Please copy out the entries until you have copied the line that contains "In this exercise you will indicate the white audi", beginning with the first line.

START Records for the exercise

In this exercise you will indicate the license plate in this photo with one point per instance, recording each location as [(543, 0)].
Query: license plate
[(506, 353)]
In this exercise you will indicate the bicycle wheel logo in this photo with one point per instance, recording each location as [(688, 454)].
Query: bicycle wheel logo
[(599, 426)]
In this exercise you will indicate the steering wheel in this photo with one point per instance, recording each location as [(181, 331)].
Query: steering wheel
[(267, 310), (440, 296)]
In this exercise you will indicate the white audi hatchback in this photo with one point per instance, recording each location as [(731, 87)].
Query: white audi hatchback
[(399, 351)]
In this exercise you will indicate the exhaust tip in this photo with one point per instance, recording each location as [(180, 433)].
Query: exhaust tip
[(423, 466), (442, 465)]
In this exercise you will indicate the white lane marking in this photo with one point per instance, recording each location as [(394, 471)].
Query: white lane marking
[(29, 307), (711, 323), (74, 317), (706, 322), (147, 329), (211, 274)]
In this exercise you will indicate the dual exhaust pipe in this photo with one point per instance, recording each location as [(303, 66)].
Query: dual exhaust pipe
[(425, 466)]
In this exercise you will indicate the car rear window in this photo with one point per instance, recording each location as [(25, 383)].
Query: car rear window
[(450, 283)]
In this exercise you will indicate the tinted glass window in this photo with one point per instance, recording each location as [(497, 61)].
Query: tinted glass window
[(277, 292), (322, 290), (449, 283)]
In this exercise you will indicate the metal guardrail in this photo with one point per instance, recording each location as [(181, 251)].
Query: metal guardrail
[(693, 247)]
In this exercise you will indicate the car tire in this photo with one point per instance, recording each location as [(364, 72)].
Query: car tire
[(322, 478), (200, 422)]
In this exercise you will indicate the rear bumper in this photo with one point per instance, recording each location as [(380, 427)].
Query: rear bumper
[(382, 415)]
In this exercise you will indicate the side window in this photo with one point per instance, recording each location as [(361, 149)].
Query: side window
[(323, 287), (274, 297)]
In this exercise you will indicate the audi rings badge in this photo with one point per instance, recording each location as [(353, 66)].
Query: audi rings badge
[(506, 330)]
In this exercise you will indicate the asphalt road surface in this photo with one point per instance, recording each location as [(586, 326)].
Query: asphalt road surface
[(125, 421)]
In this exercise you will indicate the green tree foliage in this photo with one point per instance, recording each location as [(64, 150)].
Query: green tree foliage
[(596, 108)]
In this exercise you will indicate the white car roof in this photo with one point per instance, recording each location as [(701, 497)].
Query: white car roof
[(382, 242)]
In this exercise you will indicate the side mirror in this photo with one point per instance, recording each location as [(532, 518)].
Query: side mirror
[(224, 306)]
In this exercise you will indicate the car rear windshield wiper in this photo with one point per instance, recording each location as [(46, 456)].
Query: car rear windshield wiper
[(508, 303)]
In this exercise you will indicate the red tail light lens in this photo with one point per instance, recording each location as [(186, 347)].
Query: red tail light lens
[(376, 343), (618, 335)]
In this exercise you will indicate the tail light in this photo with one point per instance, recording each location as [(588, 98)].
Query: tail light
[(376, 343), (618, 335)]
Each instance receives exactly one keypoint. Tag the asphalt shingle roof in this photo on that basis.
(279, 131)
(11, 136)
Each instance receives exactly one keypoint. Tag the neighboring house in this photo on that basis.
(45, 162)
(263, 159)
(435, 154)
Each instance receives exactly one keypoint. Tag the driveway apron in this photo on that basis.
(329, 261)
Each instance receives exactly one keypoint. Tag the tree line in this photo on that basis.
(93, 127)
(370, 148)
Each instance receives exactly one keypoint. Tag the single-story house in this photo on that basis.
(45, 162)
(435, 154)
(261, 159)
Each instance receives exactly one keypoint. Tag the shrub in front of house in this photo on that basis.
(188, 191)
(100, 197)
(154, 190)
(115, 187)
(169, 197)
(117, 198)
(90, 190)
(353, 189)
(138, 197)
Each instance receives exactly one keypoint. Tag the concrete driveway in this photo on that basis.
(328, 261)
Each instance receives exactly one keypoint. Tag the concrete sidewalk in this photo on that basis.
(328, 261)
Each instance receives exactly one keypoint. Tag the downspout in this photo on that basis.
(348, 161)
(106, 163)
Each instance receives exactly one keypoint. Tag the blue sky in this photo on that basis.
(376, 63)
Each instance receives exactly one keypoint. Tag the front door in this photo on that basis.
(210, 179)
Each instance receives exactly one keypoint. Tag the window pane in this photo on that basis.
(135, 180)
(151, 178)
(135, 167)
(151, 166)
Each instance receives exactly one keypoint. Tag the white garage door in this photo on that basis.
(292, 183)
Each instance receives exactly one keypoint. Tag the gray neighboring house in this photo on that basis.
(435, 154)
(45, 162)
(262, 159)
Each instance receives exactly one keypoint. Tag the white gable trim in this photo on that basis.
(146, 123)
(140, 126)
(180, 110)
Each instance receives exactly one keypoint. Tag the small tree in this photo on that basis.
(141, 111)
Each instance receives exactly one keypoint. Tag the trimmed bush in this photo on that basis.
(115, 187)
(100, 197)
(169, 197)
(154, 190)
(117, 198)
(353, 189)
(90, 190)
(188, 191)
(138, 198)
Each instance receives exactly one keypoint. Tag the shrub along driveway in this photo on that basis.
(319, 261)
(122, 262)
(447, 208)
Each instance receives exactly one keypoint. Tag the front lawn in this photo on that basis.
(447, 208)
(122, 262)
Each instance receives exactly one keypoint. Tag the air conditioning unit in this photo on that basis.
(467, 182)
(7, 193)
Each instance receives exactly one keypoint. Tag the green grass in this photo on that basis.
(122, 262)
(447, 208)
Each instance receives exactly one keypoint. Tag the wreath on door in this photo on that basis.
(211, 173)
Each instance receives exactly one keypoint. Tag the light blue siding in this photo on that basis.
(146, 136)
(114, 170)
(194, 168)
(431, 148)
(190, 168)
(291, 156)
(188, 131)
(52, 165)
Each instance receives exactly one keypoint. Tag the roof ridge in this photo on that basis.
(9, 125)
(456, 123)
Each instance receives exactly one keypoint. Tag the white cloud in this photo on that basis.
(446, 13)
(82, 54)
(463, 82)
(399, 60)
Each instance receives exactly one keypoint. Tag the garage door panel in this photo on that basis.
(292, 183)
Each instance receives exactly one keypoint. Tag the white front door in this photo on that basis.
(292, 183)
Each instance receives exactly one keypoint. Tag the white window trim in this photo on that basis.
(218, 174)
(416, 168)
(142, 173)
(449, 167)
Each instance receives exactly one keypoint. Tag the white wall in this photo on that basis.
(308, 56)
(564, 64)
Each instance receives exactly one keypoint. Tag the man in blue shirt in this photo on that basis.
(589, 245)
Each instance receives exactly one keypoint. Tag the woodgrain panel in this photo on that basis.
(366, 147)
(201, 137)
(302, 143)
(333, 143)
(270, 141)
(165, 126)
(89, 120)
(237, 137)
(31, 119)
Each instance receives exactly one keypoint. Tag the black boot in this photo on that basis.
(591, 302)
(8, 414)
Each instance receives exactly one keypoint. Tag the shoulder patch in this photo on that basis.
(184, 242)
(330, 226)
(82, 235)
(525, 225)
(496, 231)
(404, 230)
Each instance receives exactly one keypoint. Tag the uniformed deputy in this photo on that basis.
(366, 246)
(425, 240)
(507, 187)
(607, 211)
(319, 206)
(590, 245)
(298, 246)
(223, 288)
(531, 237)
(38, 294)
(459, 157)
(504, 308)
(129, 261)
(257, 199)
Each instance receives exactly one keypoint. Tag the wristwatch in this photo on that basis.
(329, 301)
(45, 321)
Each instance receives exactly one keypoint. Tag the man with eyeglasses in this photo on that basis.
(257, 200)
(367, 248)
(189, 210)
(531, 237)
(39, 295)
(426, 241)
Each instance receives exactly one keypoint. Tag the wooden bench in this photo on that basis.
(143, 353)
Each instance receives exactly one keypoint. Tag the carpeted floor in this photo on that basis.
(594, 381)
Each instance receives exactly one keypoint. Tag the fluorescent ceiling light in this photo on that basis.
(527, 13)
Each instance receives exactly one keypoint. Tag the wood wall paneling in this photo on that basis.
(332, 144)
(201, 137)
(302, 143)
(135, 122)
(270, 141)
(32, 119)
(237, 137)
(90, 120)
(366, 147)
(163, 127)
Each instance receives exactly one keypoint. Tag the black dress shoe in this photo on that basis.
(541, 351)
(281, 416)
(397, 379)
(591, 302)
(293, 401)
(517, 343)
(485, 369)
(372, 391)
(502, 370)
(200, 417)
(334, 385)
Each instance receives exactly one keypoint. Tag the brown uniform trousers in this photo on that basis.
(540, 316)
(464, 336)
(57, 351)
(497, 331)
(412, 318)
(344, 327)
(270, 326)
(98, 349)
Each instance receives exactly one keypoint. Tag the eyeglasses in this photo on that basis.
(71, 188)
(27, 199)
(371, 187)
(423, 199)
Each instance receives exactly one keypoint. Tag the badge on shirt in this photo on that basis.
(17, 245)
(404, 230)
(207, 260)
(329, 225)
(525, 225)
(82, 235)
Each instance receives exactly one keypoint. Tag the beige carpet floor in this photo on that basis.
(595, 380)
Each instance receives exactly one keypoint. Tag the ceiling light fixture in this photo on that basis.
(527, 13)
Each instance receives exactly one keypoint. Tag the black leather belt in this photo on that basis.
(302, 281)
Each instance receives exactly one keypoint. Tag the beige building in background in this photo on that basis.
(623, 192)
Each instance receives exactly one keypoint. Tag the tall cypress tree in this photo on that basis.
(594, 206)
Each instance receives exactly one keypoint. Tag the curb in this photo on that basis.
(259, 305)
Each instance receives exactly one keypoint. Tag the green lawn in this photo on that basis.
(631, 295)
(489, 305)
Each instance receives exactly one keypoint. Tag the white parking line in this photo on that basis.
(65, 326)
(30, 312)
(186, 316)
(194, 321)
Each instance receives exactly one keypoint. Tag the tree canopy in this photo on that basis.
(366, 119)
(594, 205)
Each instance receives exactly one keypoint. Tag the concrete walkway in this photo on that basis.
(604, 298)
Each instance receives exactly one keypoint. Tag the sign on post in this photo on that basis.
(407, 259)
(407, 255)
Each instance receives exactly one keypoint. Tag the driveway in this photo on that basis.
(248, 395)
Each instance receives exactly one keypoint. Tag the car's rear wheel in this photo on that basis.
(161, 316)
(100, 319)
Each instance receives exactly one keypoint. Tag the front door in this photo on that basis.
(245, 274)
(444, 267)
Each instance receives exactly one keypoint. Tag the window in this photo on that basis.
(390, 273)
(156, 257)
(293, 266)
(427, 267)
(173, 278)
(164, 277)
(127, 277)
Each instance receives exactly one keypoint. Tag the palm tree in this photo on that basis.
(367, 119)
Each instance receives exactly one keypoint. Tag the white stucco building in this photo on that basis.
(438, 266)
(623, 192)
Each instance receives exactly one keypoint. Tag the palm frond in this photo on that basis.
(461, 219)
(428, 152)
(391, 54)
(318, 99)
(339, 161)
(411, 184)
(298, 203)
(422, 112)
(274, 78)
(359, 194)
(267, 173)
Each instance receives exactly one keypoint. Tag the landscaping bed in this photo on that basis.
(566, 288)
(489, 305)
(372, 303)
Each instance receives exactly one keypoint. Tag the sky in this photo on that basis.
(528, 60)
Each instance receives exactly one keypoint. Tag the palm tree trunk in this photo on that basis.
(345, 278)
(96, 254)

END Records for the exercise

Solution to this task »
In this exercise you will indicate the license plate in this photo with one point per instance, recording each location as [(543, 0)].
Query: license plate
[(506, 353)]
In this exercise you will indicate the bicycle wheel logo in this photo with one point per instance, recording each location as [(688, 454)].
Query: bicycle wheel logo
[(599, 426)]
In this exercise you will indicate the steering wheel in this photo with one point per instance, recording each location as [(181, 331)].
Query: steering wheel
[(267, 310), (440, 296)]
In this exercise you will indicate the white audi hatchback in this photo with one point per instance, recording each location as [(731, 87)].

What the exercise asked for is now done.